— begin Selected text —

I have found that except in the major impact cases, most prosecutors can be helpful in providing some short cuts to the investigation of your case. You can oftentimes use your "appointed" situation to your advantage by playing the part of the beleaguered attorney who is having this case detract from a paying practice. The prosecutor will generally give you a copy of your client's statement without a motion. Most of the time if you handle it with some creative psychology, you can get them to give you names and addresses of witnesses, copies of scientific reports, autopsy reports, lab analyses and sometimes get the prosecutor to summarize what the witnesses have said without filing motions. CAVEAT: Always double check what the prosecutor says the witness or witnesses will say! I have found many times either the prosecutor was not totally honest with me, or the officer taking the statement was not completely honest, or the witness will testify totally differently from what the statement says. Remember, most of these statements were made out by officers trying to make the case against your client.

It is at this point I begin to make determinations concerning the need for investigators, expert witnesses, etc. Great strides have been made since my early years of practice to provide not an equal, but better footing for the indigent in the preparation and presentation of his defense or defenses. In addition you may be able to show "harm" if the Judge denies you the ability to adequately prepare for your case by denying an investigator or expert witness.

EXPERT WITNESSES AND INVESTIGATORS

Often, expert witnesses can be difficult to locate and can be expensive. But in many cases they may be extremely beneficial to your client. I have had a great deal of success using college professors as experts. If approached properly, they can generally be used to gain knowledge of useful technical data. They are quite often better at testifying because, they do not usually get involved in the "intriguing world" of criminal law. Many times their credentials will by far surpass the State's experts' by a mile. As a matter of fact, it is amazing the number of amateur "gumshoes" who are out there in the teaching field. I have found them very willing to get involved in the excitement of a criminal case. Some of them really get into the fray and are very helpful. Another factor, which I personally like, is that very few of them are known to the prosecution and when their names appear on your subpoena list, will totally dumbfound the State's investigators.

— end Selected text —
— begin Data supplied —

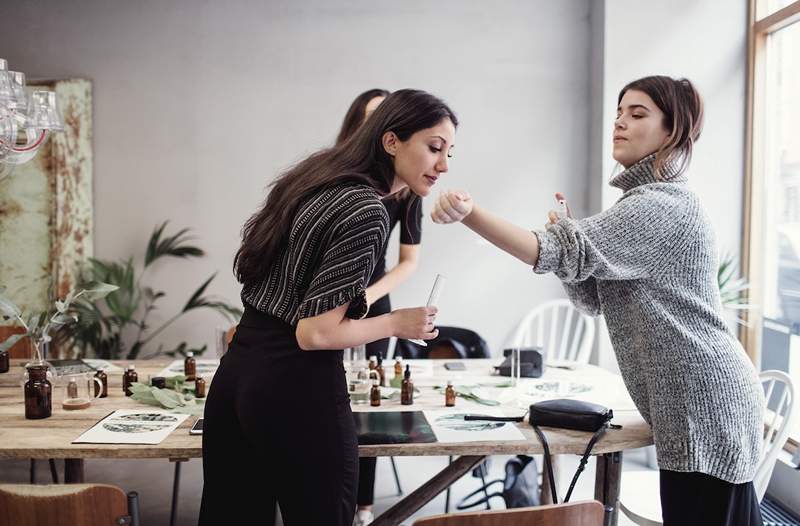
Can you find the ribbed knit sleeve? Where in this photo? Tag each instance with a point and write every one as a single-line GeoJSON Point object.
{"type": "Point", "coordinates": [358, 238]}
{"type": "Point", "coordinates": [628, 241]}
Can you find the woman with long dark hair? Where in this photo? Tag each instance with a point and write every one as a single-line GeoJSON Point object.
{"type": "Point", "coordinates": [404, 209]}
{"type": "Point", "coordinates": [278, 411]}
{"type": "Point", "coordinates": [649, 265]}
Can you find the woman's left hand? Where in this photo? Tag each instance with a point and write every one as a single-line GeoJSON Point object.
{"type": "Point", "coordinates": [451, 207]}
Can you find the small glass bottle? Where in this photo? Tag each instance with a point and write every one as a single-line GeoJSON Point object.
{"type": "Point", "coordinates": [4, 362]}
{"type": "Point", "coordinates": [199, 387]}
{"type": "Point", "coordinates": [449, 395]}
{"type": "Point", "coordinates": [407, 388]}
{"type": "Point", "coordinates": [130, 376]}
{"type": "Point", "coordinates": [375, 394]}
{"type": "Point", "coordinates": [380, 371]}
{"type": "Point", "coordinates": [103, 377]}
{"type": "Point", "coordinates": [38, 393]}
{"type": "Point", "coordinates": [190, 367]}
{"type": "Point", "coordinates": [398, 367]}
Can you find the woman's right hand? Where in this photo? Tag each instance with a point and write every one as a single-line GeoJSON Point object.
{"type": "Point", "coordinates": [416, 323]}
{"type": "Point", "coordinates": [451, 207]}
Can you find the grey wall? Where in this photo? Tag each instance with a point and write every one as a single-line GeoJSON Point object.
{"type": "Point", "coordinates": [198, 105]}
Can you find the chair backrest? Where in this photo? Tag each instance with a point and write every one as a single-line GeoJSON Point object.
{"type": "Point", "coordinates": [559, 329]}
{"type": "Point", "coordinates": [582, 513]}
{"type": "Point", "coordinates": [62, 505]}
{"type": "Point", "coordinates": [451, 343]}
{"type": "Point", "coordinates": [779, 394]}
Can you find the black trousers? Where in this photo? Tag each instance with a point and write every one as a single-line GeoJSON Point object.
{"type": "Point", "coordinates": [366, 465]}
{"type": "Point", "coordinates": [279, 416]}
{"type": "Point", "coordinates": [689, 499]}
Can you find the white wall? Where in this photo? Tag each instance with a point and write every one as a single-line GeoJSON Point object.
{"type": "Point", "coordinates": [198, 105]}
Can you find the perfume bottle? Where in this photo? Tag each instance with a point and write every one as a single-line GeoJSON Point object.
{"type": "Point", "coordinates": [190, 367]}
{"type": "Point", "coordinates": [407, 388]}
{"type": "Point", "coordinates": [38, 393]}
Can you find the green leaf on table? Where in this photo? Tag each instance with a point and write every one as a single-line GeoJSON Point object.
{"type": "Point", "coordinates": [10, 341]}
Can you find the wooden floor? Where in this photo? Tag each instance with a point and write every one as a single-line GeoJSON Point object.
{"type": "Point", "coordinates": [153, 480]}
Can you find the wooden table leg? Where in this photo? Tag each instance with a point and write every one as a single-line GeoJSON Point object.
{"type": "Point", "coordinates": [607, 484]}
{"type": "Point", "coordinates": [73, 470]}
{"type": "Point", "coordinates": [425, 493]}
{"type": "Point", "coordinates": [545, 495]}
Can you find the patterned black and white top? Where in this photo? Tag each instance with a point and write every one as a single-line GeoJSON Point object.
{"type": "Point", "coordinates": [336, 237]}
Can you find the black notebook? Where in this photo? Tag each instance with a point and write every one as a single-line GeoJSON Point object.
{"type": "Point", "coordinates": [393, 427]}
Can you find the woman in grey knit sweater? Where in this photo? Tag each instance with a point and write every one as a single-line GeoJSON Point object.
{"type": "Point", "coordinates": [649, 264]}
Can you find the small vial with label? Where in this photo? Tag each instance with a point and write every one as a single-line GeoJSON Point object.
{"type": "Point", "coordinates": [190, 367]}
{"type": "Point", "coordinates": [130, 376]}
{"type": "Point", "coordinates": [375, 394]}
{"type": "Point", "coordinates": [407, 388]}
{"type": "Point", "coordinates": [200, 387]}
{"type": "Point", "coordinates": [449, 395]}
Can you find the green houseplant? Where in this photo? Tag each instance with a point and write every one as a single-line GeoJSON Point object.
{"type": "Point", "coordinates": [118, 326]}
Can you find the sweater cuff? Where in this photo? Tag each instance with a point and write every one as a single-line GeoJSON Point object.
{"type": "Point", "coordinates": [549, 252]}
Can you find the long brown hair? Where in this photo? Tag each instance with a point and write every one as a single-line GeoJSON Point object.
{"type": "Point", "coordinates": [361, 158]}
{"type": "Point", "coordinates": [683, 117]}
{"type": "Point", "coordinates": [355, 114]}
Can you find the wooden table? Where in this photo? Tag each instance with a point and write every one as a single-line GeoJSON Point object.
{"type": "Point", "coordinates": [52, 437]}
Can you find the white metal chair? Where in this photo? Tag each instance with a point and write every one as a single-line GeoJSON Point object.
{"type": "Point", "coordinates": [559, 329]}
{"type": "Point", "coordinates": [779, 395]}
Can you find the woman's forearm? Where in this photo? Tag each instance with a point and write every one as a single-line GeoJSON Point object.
{"type": "Point", "coordinates": [347, 333]}
{"type": "Point", "coordinates": [520, 243]}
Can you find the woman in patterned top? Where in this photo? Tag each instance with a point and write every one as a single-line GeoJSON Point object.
{"type": "Point", "coordinates": [278, 404]}
{"type": "Point", "coordinates": [405, 208]}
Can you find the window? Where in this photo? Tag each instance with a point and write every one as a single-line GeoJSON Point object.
{"type": "Point", "coordinates": [772, 237]}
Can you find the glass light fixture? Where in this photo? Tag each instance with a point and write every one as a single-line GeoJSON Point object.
{"type": "Point", "coordinates": [25, 121]}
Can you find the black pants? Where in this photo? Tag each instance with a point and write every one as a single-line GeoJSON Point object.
{"type": "Point", "coordinates": [689, 499]}
{"type": "Point", "coordinates": [366, 465]}
{"type": "Point", "coordinates": [281, 417]}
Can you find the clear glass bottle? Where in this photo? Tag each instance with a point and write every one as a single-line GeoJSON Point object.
{"type": "Point", "coordinates": [4, 362]}
{"type": "Point", "coordinates": [38, 393]}
{"type": "Point", "coordinates": [449, 395]}
{"type": "Point", "coordinates": [380, 371]}
{"type": "Point", "coordinates": [190, 367]}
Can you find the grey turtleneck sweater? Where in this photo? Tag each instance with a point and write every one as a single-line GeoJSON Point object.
{"type": "Point", "coordinates": [649, 265]}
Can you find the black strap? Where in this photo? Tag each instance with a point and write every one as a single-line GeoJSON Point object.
{"type": "Point", "coordinates": [549, 466]}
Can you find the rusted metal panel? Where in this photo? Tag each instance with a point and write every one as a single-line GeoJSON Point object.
{"type": "Point", "coordinates": [46, 214]}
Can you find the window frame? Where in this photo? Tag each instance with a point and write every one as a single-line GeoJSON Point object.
{"type": "Point", "coordinates": [759, 30]}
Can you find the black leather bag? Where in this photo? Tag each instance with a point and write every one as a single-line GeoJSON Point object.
{"type": "Point", "coordinates": [569, 414]}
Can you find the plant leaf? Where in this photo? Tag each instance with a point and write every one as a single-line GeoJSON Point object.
{"type": "Point", "coordinates": [10, 341]}
{"type": "Point", "coordinates": [175, 245]}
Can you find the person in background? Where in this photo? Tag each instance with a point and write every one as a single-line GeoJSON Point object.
{"type": "Point", "coordinates": [404, 208]}
{"type": "Point", "coordinates": [649, 265]}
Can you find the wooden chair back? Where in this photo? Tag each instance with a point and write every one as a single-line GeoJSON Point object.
{"type": "Point", "coordinates": [581, 513]}
{"type": "Point", "coordinates": [63, 505]}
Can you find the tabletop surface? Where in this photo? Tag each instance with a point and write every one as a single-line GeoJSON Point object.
{"type": "Point", "coordinates": [52, 437]}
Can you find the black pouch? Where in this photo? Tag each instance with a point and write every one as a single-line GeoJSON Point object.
{"type": "Point", "coordinates": [569, 414]}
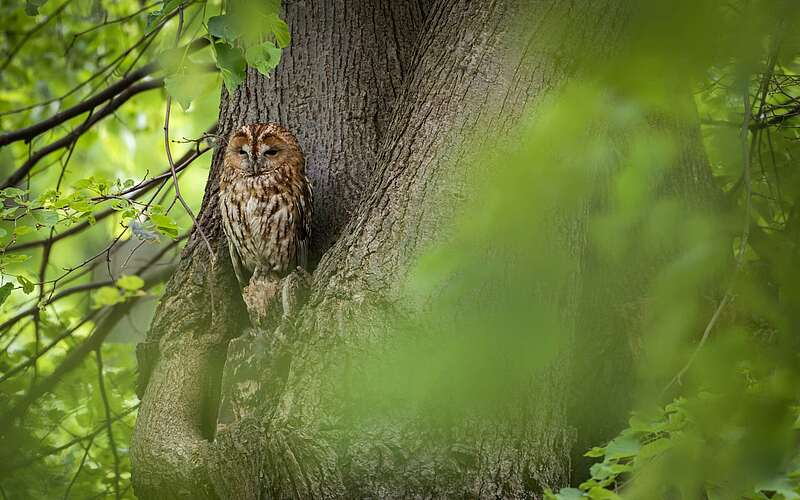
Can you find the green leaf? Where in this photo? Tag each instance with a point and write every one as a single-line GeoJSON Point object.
{"type": "Point", "coordinates": [654, 448]}
{"type": "Point", "coordinates": [595, 452]}
{"type": "Point", "coordinates": [27, 285]}
{"type": "Point", "coordinates": [281, 31]}
{"type": "Point", "coordinates": [602, 494]}
{"type": "Point", "coordinates": [182, 88]}
{"type": "Point", "coordinates": [263, 57]}
{"type": "Point", "coordinates": [623, 447]}
{"type": "Point", "coordinates": [5, 291]}
{"type": "Point", "coordinates": [569, 494]}
{"type": "Point", "coordinates": [232, 65]}
{"type": "Point", "coordinates": [32, 6]}
{"type": "Point", "coordinates": [107, 296]}
{"type": "Point", "coordinates": [224, 27]}
{"type": "Point", "coordinates": [12, 192]}
{"type": "Point", "coordinates": [165, 225]}
{"type": "Point", "coordinates": [47, 218]}
{"type": "Point", "coordinates": [130, 283]}
{"type": "Point", "coordinates": [14, 258]}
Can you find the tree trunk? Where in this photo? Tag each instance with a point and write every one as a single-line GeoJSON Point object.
{"type": "Point", "coordinates": [389, 100]}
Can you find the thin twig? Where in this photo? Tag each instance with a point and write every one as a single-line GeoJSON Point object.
{"type": "Point", "coordinates": [746, 149]}
{"type": "Point", "coordinates": [30, 33]}
{"type": "Point", "coordinates": [107, 408]}
{"type": "Point", "coordinates": [80, 467]}
{"type": "Point", "coordinates": [175, 182]}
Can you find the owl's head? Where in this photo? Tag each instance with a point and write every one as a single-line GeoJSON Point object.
{"type": "Point", "coordinates": [261, 149]}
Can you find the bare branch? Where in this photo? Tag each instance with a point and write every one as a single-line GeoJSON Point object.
{"type": "Point", "coordinates": [107, 409]}
{"type": "Point", "coordinates": [65, 141]}
{"type": "Point", "coordinates": [30, 33]}
{"type": "Point", "coordinates": [136, 192]}
{"type": "Point", "coordinates": [76, 356]}
{"type": "Point", "coordinates": [88, 104]}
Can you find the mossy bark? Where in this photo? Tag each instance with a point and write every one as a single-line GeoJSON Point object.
{"type": "Point", "coordinates": [382, 96]}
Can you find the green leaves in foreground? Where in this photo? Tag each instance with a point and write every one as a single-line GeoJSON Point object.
{"type": "Point", "coordinates": [251, 36]}
{"type": "Point", "coordinates": [126, 287]}
{"type": "Point", "coordinates": [248, 35]}
{"type": "Point", "coordinates": [656, 453]}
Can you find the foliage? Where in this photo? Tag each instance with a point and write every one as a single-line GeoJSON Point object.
{"type": "Point", "coordinates": [85, 231]}
{"type": "Point", "coordinates": [90, 228]}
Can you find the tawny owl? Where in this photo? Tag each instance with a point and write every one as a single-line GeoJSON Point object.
{"type": "Point", "coordinates": [265, 199]}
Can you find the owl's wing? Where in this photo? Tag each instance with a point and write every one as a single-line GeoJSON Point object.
{"type": "Point", "coordinates": [238, 267]}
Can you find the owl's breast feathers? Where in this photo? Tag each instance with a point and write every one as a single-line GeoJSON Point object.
{"type": "Point", "coordinates": [267, 221]}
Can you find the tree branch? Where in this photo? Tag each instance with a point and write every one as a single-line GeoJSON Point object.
{"type": "Point", "coordinates": [65, 141]}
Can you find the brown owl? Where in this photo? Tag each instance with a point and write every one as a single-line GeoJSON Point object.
{"type": "Point", "coordinates": [265, 199]}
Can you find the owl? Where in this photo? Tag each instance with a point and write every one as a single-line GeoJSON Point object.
{"type": "Point", "coordinates": [265, 199]}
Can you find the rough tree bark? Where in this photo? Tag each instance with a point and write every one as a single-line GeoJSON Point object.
{"type": "Point", "coordinates": [382, 95]}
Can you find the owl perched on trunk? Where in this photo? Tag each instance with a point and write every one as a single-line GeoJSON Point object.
{"type": "Point", "coordinates": [265, 199]}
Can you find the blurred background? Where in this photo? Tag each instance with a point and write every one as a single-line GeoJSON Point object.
{"type": "Point", "coordinates": [674, 163]}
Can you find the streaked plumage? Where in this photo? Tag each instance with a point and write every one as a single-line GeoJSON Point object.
{"type": "Point", "coordinates": [265, 199]}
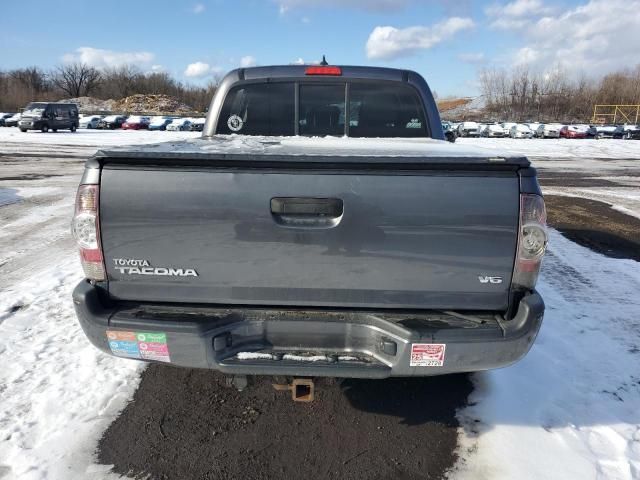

— end Data supplied —

Tasks to perform
a) Copy everything in the criminal defense passage from "It is at this" down to "or expert witness.", keeping the wording unchanged.
b) Continue the criminal defense passage, starting right after its final sentence.

Responses for each task
a)
It is at this point I begin to make determinations concerning the need for investigators, expert witnesses, etc. Great strides have been made since my early years of practice to provide not an equal, but better footing for the indigent in the preparation and presentation of his defense or defenses. In addition you may be able to show "harm" if the Judge denies you the ability to adequately prepare for your case by denying an investigator or expert witness.

b)
If you intend to use professors or teachers to testify, be prepared to spend some additional time preparing them for their testimony. Make sure they understand the "ins" and "outs" of being on the witness stand. I have found most of them to be a little nervous, but most were extremely helpful.

Other areas that can be easily overlooked are the areas of psychology and intelligence evaluation. Normally, psychology professors at the college level will be most helpful in determining various factors concerning the psychological evaluations secured by the prosecution. Once again, the college professor's credentials may be more impressive than the hired guns used by the State.

Most college psychology and education departments have people working on psychological and/or intelligence testing. You know that most times the police have prepared the statement with words of which your client may not even know the meaning. I have had more than one instance where my client has signed a confession prepared by the police, and with a little snooping and testing, I proved that my client's intelligence level was such that he could not write those words, much less understand them in a statement read back to him and thereby created a method of attacking the statement.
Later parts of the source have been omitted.